(Records)
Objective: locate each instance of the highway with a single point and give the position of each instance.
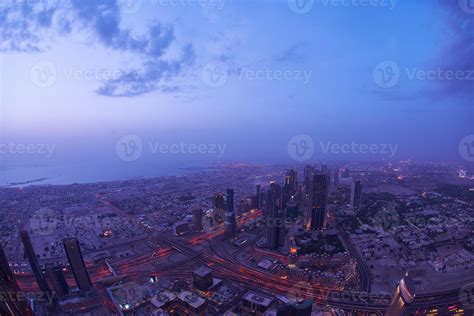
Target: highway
(227, 267)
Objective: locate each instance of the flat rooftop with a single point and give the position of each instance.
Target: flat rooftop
(258, 298)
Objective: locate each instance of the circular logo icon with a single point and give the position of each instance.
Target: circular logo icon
(300, 6)
(43, 74)
(466, 296)
(466, 148)
(301, 147)
(129, 148)
(467, 6)
(130, 6)
(215, 74)
(386, 74)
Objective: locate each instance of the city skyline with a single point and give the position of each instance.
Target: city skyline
(169, 72)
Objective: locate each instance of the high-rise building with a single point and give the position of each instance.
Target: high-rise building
(258, 197)
(218, 201)
(292, 175)
(336, 177)
(230, 220)
(317, 204)
(275, 217)
(34, 264)
(9, 305)
(76, 261)
(356, 194)
(307, 174)
(198, 220)
(56, 276)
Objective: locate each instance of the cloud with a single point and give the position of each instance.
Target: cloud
(293, 54)
(457, 50)
(149, 78)
(27, 27)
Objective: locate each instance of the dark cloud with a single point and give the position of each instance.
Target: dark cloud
(457, 50)
(27, 26)
(152, 76)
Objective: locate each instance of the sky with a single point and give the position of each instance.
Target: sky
(252, 76)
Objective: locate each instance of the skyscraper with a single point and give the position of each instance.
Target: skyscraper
(34, 264)
(275, 216)
(307, 174)
(230, 220)
(292, 175)
(198, 220)
(356, 194)
(258, 197)
(9, 305)
(218, 201)
(317, 204)
(58, 281)
(76, 261)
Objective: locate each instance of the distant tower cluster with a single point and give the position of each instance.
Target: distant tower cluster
(34, 264)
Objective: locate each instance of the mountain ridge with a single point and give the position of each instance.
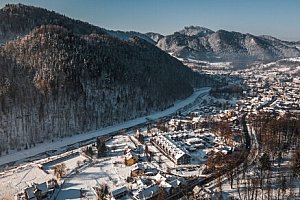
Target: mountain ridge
(56, 80)
(204, 44)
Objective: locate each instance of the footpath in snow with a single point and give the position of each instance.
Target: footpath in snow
(56, 145)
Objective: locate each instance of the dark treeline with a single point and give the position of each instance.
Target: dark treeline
(57, 81)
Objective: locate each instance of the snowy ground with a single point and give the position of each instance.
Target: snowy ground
(57, 145)
(15, 181)
(109, 170)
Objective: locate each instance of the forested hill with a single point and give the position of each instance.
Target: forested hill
(17, 20)
(56, 81)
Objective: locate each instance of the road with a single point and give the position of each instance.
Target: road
(63, 144)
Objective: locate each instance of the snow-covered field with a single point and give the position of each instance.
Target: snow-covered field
(57, 145)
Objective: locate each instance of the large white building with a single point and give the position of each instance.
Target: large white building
(177, 154)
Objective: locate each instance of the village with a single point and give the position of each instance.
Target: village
(180, 155)
(157, 160)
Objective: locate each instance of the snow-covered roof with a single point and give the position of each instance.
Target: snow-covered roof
(149, 192)
(119, 190)
(174, 148)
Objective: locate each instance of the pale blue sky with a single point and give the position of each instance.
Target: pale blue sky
(279, 18)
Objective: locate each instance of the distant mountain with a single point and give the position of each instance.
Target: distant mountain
(154, 36)
(60, 76)
(204, 44)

- Written request -
Leave out the pictures and print each record exactly as it stands.

- Solution to this exercise -
Objective: locate each instance of the highway with a single point and give the position of each instance.
Target: highway
(227, 267)
Objective: locate each instance of the flat rooftop with a single point and give the position of each instance.
Target: flat rooftop
(258, 298)
Objective: locate each instance of the circular logo icon with a single point and give the position of each instance.
Target: circular logo icon
(300, 6)
(43, 74)
(466, 296)
(466, 148)
(301, 147)
(129, 148)
(467, 6)
(130, 6)
(215, 74)
(386, 74)
Objective: locate each instance of the city skyline with a single point and give the position of each instance.
Target: city skyline
(169, 72)
Objective: locate each instance of the high-rise building with a single point and give the position of each instance.
Target: high-rise building
(258, 197)
(218, 201)
(292, 175)
(336, 177)
(230, 220)
(317, 204)
(275, 217)
(34, 264)
(9, 305)
(76, 261)
(356, 194)
(307, 174)
(198, 220)
(56, 276)
Objective: locate each instance of the cloud with a single point and give the position of each instance.
Target: cloud
(293, 54)
(457, 50)
(149, 78)
(27, 27)
Objective: locate each instance of the dark cloud with a single point and give the position of each instance.
Target: dark cloud
(457, 50)
(27, 26)
(152, 76)
Objective: locate each instance of the sky with a single point and give the position of each instance.
Target: sky
(252, 76)
Objective: locate each instance of the skyscraper with a single point and give the position of each instance.
Target: skyscraper
(34, 264)
(275, 216)
(307, 174)
(230, 220)
(292, 175)
(198, 220)
(356, 194)
(258, 197)
(9, 305)
(218, 201)
(317, 204)
(58, 281)
(76, 261)
Objective: locate each instance of the distant tower cluster with a single point and give the position of each instance.
Target: distant tower cluster
(34, 264)
Objective: locate each instance of the mountain ridge with a single point and give the position of each instance.
Target: mountain ridge
(56, 80)
(204, 44)
Objective: locate each instance of the footpath in snow with a single point and give the position of each instance.
Target: footpath in snow
(56, 145)
Objective: locate each instance of the dark treeline with a single point and give the position of each instance.
Target: dark treeline
(57, 81)
Objective: locate each instance of the snowy ground with a single point and give the position of each instance.
Target: snowy ground
(57, 145)
(15, 181)
(109, 170)
Objective: locate each instance of the forested hill with a single point and give the position of each instance.
Target: forested hill
(17, 20)
(56, 81)
Objective: locate each instance of the road with a single point and give the position of each instance.
Target: road
(63, 144)
Objective: locate each instance of the snow-covered field with a single point and give the position of each instance.
Target: snow-covered field
(57, 145)
Objective: locate each instance of the large white building with a single point and give the position of each instance.
Target: large white building
(177, 154)
Objective: locate each instance of the village with a single point and give the position of each instance.
Target: village
(180, 155)
(157, 160)
Objective: locate each instance of the snow-covered roof with a single point and give the position of each instance.
Target: snow-covered roof
(149, 192)
(119, 190)
(174, 148)
Objective: locate each instance of the pale blue sky with a single point and give the position of each instance.
Target: pale blue sky
(279, 18)
Objective: locate each instance of the distant mountain with a single point and give the position of each instance.
Target: distant mountain
(154, 36)
(60, 76)
(204, 44)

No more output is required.